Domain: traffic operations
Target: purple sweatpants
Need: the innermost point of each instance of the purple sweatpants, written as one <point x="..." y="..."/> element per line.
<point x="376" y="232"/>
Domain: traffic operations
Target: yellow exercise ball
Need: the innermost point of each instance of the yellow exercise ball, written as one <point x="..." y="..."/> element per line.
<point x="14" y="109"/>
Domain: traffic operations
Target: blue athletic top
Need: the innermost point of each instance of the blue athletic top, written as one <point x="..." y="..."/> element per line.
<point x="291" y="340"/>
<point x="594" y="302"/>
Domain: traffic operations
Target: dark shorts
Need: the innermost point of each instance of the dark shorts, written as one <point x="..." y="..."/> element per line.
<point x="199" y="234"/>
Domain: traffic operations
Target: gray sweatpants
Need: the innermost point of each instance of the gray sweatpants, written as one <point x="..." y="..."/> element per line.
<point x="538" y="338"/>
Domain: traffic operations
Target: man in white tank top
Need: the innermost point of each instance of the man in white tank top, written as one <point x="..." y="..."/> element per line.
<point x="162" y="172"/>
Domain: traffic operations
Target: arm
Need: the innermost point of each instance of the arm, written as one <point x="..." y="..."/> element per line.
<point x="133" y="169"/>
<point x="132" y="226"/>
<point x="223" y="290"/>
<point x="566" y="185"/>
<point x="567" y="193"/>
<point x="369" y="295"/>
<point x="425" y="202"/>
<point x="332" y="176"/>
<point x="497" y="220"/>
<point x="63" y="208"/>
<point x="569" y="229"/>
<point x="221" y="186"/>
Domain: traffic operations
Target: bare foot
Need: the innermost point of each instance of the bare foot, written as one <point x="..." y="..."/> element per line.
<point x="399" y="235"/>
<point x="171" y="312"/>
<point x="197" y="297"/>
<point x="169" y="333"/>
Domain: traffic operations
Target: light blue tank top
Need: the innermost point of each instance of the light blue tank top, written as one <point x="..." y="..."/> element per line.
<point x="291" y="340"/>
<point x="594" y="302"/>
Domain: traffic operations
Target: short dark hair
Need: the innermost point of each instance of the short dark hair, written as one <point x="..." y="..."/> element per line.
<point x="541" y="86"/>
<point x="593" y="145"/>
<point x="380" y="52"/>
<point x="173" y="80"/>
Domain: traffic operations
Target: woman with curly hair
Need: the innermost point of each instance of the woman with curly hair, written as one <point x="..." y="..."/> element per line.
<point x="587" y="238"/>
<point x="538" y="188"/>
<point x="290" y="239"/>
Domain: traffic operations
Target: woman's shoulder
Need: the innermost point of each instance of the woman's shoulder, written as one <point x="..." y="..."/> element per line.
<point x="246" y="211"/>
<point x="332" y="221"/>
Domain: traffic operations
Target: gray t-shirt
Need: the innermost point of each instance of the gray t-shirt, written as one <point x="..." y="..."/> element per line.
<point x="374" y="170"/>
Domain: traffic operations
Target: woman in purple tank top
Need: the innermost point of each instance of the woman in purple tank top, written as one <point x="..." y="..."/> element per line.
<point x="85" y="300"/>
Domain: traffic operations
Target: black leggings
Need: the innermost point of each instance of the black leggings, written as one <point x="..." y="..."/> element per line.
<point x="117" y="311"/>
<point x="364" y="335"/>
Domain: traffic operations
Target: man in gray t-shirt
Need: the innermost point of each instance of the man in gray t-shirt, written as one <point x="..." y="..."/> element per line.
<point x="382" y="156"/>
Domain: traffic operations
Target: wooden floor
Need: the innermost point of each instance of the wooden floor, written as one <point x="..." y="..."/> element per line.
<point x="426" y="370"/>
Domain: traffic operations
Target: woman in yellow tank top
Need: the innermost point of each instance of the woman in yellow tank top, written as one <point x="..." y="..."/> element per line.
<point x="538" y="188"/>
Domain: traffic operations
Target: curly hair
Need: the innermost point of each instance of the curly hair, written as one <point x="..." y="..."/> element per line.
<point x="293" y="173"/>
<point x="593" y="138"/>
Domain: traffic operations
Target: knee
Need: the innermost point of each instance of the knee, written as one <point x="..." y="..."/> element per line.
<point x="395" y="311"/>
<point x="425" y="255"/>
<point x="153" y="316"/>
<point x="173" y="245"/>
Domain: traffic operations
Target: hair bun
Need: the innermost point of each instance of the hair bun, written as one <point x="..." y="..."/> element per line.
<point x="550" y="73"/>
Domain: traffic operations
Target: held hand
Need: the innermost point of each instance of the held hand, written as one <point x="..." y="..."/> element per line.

= EXERCISE INSTRUCTIONS =
Please restate the whole listing word for word.

= RESPONSE TO THIS TASK =
Domain: traffic operations
Target: purple sweatpants
Need: the innermost point of each instance of the purple sweatpants, written as one <point x="..." y="..."/> element per line.
<point x="376" y="232"/>
Domain: traffic operations
Target: yellow exercise ball
Need: the innermost point of each instance of the yellow exercise ball, written as one <point x="..." y="..."/> element per line.
<point x="14" y="109"/>
Domain: traffic operations
Target: blue athletic top
Need: the innermost point of each instance of the blue athletic top, written as one <point x="..." y="..."/> element per line.
<point x="291" y="340"/>
<point x="594" y="302"/>
Domain: traffic operations
Target: dark shorts
Need: the innermost point of each instance of the dark shorts, written as one <point x="..." y="..."/> element per line.
<point x="199" y="234"/>
Domain: traffic operations
Target: gray sweatpants
Need: the innermost point of each instance of the gray sweatpants, written as one <point x="..." y="..."/> element per line.
<point x="538" y="338"/>
Domain: traffic operations
Target: man in white tank top
Need: the innermost point of each instance of the man in white tank top, written as one <point x="..." y="..."/> element per line.
<point x="162" y="172"/>
Domain: traffic operations
Target: arm
Need: the innermost point of each instance of the arm, written as one <point x="..." y="..."/> element per line.
<point x="133" y="169"/>
<point x="132" y="226"/>
<point x="223" y="290"/>
<point x="566" y="185"/>
<point x="567" y="193"/>
<point x="369" y="295"/>
<point x="425" y="202"/>
<point x="332" y="176"/>
<point x="497" y="220"/>
<point x="63" y="208"/>
<point x="569" y="229"/>
<point x="221" y="186"/>
Domain: traffic operations
Target: bare foot
Need: the innermost point of each instance of the bare foot, written as one <point x="..." y="..."/> element per line.
<point x="399" y="235"/>
<point x="171" y="312"/>
<point x="197" y="297"/>
<point x="169" y="333"/>
Domain: traffic operations
Target: light blue tank top
Need: the innermost point of each instance of the light blue tank top, written as one <point x="..." y="..."/> element per line.
<point x="291" y="340"/>
<point x="594" y="302"/>
Domain: traffic operations
Target: short dark hair
Need: the innermost point of each instance of the short dark hair, written as one <point x="..." y="..."/> element per line.
<point x="541" y="86"/>
<point x="593" y="145"/>
<point x="380" y="52"/>
<point x="173" y="80"/>
Domain: traffic operations
Target: woman with curly hair
Need: the innermost point of each instance of the woman with curly hair, written as one <point x="..." y="..."/> element per line.
<point x="587" y="238"/>
<point x="538" y="188"/>
<point x="290" y="239"/>
Domain: traffic operations
Target: woman's shoulder
Need: the innermost point of each instance of the woman's shoulder, written as one <point x="..." y="..."/> element per line.
<point x="246" y="211"/>
<point x="332" y="221"/>
Domain: traffic operations
Target: gray t-shirt
Need: the innermost point of each instance of the gray t-shirt, written as one <point x="..." y="..."/> element per line.
<point x="374" y="170"/>
Domain: traffic operations
Target: woman in purple tank top
Need: the innermost point of each instance of the woman in purple tank top, written as one <point x="..." y="..."/> element per line.
<point x="85" y="300"/>
Domain: traffic operations
Target: black leggings
Need: the innermost point of each instance of the black leggings, written as one <point x="..." y="..."/> element per line.
<point x="117" y="311"/>
<point x="364" y="335"/>
Domain: traffic operations
Target: man in gray t-shirt
Need: the innermost point of each instance of the man in gray t-shirt, written as one <point x="..." y="..."/> element per line.
<point x="382" y="156"/>
Domain: traffic operations
Target: wooden floor
Need: the innermost point of each instance of the wooden floor, written as one <point x="..." y="..."/> element per line.
<point x="426" y="370"/>
Domain: traffic operations
Target: woman in yellow tank top
Need: the innermost point of each instance of the woman in yellow tank top, written as one <point x="..." y="..."/> element per line.
<point x="538" y="188"/>
Domain: traffic operations
Target: curly hair
Need: the innermost point of each instance of the curly hair, written as one <point x="..." y="..."/> element per line.
<point x="293" y="173"/>
<point x="593" y="138"/>
Domain: traffic operations
Target: knee
Need: the innermost point of each instance of the knee, written as one <point x="..." y="..."/> element per line.
<point x="395" y="311"/>
<point x="425" y="255"/>
<point x="153" y="316"/>
<point x="173" y="245"/>
Domain: traffic operations
Target: hair bun
Need: the innermost point of each instance of the hair bun, written as one <point x="..." y="..."/> element per line.
<point x="550" y="73"/>
Domain: traffic operations
Target: held hand
Need: the innermost point of each instance of the held hand, written as one <point x="..." y="..."/> element per line.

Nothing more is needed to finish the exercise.